Rewrite the lines starting at "Point to every instance of the adult seal's nostril" and ending at "Target: adult seal's nostril", changing "nostril" to "flipper" and leaving everything else as it is.

##########

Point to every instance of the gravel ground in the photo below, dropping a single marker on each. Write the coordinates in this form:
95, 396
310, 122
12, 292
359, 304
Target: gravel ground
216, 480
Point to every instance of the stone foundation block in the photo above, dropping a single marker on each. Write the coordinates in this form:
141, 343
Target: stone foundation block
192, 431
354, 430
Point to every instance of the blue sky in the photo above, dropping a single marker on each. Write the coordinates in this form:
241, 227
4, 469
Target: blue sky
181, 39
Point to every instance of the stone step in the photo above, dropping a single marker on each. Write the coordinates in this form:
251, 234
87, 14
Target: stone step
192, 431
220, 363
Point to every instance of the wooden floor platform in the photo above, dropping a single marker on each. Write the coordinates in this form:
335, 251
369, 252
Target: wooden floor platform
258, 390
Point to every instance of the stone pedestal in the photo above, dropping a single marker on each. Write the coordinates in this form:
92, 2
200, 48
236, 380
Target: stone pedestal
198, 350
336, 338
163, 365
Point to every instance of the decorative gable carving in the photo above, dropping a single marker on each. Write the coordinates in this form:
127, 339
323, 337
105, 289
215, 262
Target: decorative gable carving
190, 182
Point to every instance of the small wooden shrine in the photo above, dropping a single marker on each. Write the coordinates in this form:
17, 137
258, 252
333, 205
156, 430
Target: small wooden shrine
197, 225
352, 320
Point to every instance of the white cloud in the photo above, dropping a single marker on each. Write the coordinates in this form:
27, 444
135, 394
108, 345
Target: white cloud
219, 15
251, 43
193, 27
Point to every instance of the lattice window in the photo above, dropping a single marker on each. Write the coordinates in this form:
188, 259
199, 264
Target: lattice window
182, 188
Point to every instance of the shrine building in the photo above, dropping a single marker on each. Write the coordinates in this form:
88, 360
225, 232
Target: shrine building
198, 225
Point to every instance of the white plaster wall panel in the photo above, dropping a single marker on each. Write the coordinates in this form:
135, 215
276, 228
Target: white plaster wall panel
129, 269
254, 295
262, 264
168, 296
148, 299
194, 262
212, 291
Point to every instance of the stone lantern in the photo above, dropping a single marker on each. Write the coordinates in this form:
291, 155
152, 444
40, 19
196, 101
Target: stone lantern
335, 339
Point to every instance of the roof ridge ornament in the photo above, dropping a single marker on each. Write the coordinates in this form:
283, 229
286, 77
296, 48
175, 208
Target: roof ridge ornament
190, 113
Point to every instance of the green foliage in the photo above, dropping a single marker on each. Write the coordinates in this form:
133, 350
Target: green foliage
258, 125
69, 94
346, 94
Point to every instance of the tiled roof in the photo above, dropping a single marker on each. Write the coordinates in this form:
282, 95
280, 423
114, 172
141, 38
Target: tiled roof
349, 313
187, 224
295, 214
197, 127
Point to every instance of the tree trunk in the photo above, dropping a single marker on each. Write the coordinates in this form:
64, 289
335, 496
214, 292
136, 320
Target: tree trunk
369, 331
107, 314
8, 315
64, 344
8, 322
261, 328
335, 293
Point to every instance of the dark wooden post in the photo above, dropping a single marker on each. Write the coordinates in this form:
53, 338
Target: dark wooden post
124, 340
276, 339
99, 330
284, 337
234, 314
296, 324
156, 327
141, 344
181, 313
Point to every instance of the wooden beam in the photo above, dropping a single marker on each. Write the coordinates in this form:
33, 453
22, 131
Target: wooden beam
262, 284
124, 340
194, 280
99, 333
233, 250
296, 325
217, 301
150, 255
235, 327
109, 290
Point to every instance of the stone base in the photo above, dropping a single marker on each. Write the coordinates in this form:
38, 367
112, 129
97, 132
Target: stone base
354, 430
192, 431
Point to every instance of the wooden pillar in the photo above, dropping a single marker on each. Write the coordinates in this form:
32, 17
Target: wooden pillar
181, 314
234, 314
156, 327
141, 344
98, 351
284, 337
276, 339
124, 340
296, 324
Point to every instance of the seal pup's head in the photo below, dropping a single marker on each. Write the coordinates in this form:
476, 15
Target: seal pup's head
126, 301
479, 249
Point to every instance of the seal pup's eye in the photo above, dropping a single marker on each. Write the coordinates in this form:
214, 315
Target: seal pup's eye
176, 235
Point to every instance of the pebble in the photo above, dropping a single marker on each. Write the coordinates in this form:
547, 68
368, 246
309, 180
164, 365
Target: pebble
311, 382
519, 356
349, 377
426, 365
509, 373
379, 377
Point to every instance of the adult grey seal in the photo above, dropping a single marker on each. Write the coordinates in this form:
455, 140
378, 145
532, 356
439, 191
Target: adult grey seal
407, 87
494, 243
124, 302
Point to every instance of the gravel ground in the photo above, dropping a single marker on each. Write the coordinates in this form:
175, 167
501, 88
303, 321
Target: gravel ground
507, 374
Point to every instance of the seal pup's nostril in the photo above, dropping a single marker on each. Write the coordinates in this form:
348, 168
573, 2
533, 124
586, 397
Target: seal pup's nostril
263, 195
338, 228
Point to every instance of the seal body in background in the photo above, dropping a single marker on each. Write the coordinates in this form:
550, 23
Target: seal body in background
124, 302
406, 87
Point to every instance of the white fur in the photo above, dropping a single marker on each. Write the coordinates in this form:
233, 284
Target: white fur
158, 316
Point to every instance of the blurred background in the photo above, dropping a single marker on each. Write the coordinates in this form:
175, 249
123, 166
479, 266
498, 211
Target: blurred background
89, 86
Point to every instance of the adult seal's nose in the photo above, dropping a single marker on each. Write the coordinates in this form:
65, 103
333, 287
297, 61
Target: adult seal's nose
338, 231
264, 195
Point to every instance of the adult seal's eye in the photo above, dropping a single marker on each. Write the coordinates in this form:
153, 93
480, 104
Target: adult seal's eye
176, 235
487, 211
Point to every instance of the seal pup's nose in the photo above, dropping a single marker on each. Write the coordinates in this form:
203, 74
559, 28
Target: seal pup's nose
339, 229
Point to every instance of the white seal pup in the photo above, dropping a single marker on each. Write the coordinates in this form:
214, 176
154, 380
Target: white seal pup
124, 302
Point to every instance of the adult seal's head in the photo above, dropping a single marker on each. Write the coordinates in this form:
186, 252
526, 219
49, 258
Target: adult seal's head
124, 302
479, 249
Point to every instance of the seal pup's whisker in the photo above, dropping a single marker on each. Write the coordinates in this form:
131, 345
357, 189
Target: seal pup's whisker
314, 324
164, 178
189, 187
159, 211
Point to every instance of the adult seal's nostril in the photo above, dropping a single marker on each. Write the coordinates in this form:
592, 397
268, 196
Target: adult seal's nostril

##########

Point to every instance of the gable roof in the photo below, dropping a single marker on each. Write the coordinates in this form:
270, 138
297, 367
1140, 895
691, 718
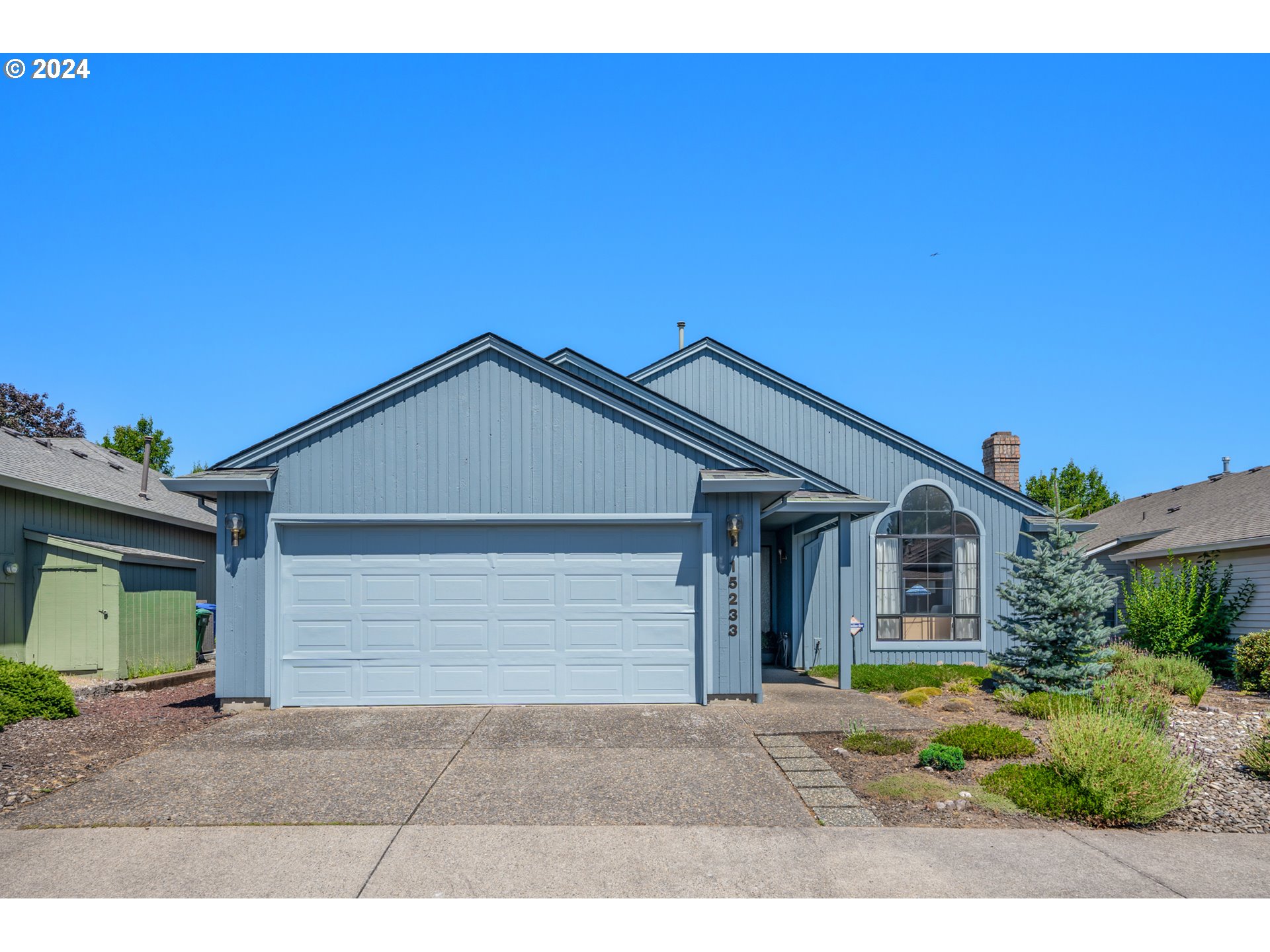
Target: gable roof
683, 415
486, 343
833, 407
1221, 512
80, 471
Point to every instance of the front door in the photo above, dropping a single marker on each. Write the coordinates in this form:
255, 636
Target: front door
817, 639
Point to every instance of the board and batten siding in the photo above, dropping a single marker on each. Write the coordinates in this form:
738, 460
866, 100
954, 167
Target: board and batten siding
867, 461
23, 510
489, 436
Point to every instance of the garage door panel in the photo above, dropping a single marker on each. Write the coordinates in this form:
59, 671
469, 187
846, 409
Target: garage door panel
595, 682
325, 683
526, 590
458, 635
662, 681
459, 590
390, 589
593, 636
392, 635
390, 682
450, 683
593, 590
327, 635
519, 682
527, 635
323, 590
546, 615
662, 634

##########

The output —
Point to every instance of the adult seal's flipper in the photo above, dropping a single marker on each. Write the coordinates in this form:
592, 397
268, 196
Target: adult seal's flipper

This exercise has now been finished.